Hadley is a non-profit serving adults with vision loss offering practical help, connection, and new ways to approach everyday tasks made more difficult with changing vision.  

Workshops, Call-in Discussion Groups, and the Hadley Presents Podcast explore topics of daily living, adjusting to vision loss, tech tools useful for those with vision loss, learning braille, and adaptive techniques for recreation and working with a visual impairment.

Hadley's help comes in many forms – online, on the phone, and through the mail. 
Hadley is a partner of the National Eye Institute (NEI) and the National Eye Health Education Program (NEHEP).

History

Background
Hadley was founded in 1920 by William A. Hadley.
When he lost his sight at the age of 55, William Hadley faced many challenges. A former high school teacher with a lifelong passion for reading, Hadley wanted to learn braille. He was frustrated, however, in his search for a teacher. So, he taught himself braille instead.

Founding
Hadley's dream was to share his newfound skills with others like him, empowering them to thrive as much as he. Together with Dr. E.V.L. Brown, an ophthalmologist and neighbor, Hadley found a way to reach others from around the corner and across the globe.
The Hadley Correspondence School and the "braille by mail" curriculum were launched in 1920. The very first student, a woman in Kansas, had lost her sight later in life, too, and she was desperate to continue reading. She mailed her lessons to Hadley. He corrected and returned them along with notes of help and encouragement. This was the beginning of the close instructor-learner relationship that is a hallmark of Hadley learning even today.

**Written task**
Carry on the history of Hadley, the non-profit for adults with vision loss, beginning after its last sentence.

**Stored records**
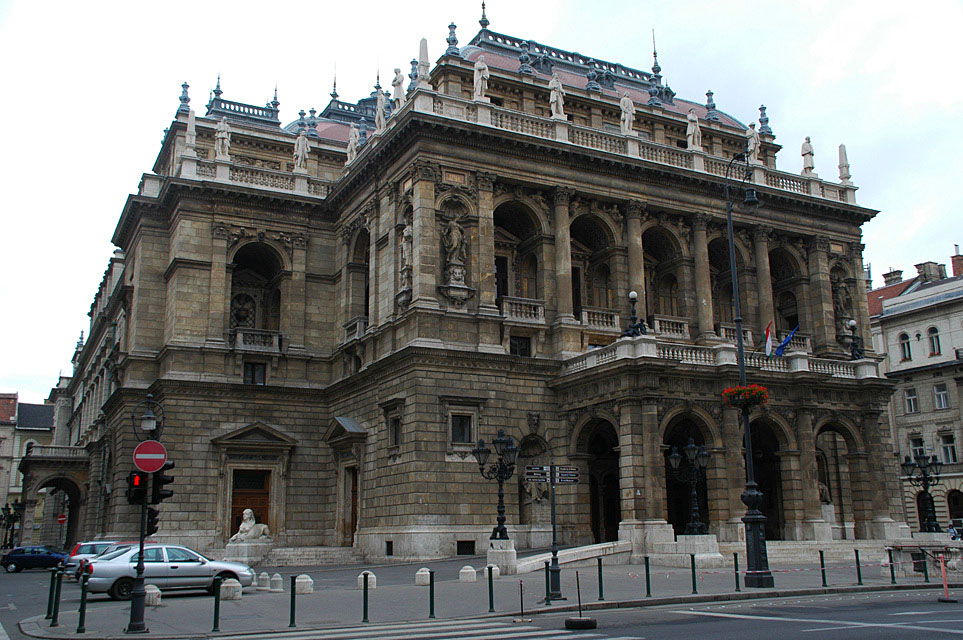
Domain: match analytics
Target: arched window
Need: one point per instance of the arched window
(905, 351)
(934, 337)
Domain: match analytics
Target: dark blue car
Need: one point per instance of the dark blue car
(31, 558)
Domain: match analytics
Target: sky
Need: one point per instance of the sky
(89, 87)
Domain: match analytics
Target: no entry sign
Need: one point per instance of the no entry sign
(150, 456)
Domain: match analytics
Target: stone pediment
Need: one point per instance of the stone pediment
(256, 435)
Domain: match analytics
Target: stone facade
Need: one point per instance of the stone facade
(328, 346)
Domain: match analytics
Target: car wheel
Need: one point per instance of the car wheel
(122, 589)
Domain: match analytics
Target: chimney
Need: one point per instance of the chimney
(895, 276)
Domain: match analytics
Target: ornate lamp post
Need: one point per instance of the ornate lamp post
(636, 325)
(924, 472)
(691, 474)
(758, 574)
(146, 425)
(500, 470)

**Result of this task**
Dr. Brown was also critical to the founding and success of Hadley. He worked to build and manage an organization that could sustain itself while offering education free of charge. In 1922, Dr. Brown was appointed to be Hadley's first President of the Board of Trustees and would serve in this role until his death in 1953.

Emerging Technology
By the early 1960s, Hadley was exploring new approaches to distance learning, producing plastic braille books and audio recordings all from its building in downtown Winnetka, for distribution to a growing population of visually impaired across the country. In the ensuing decades, Hadley added film and video production to its array of media channels to enhance the learning experience.

Hadley Today
In July 2020, Hadley launched its new online learning platform, Hadley.edu. Built on many months of research and development addressing the needs of visually impaired older adults, the learning hub offers free how-to short workshops on a variety of practical topics. Workshops are delivered online or through the mail in audio or print. Hadley's call-in discussion groups offer live support from experts and a chance to connect and learn from peers. Hadley's popular podcast Hadley Presents: A Conversation with the Experts offers listeners extraordinary access to top names in their fields.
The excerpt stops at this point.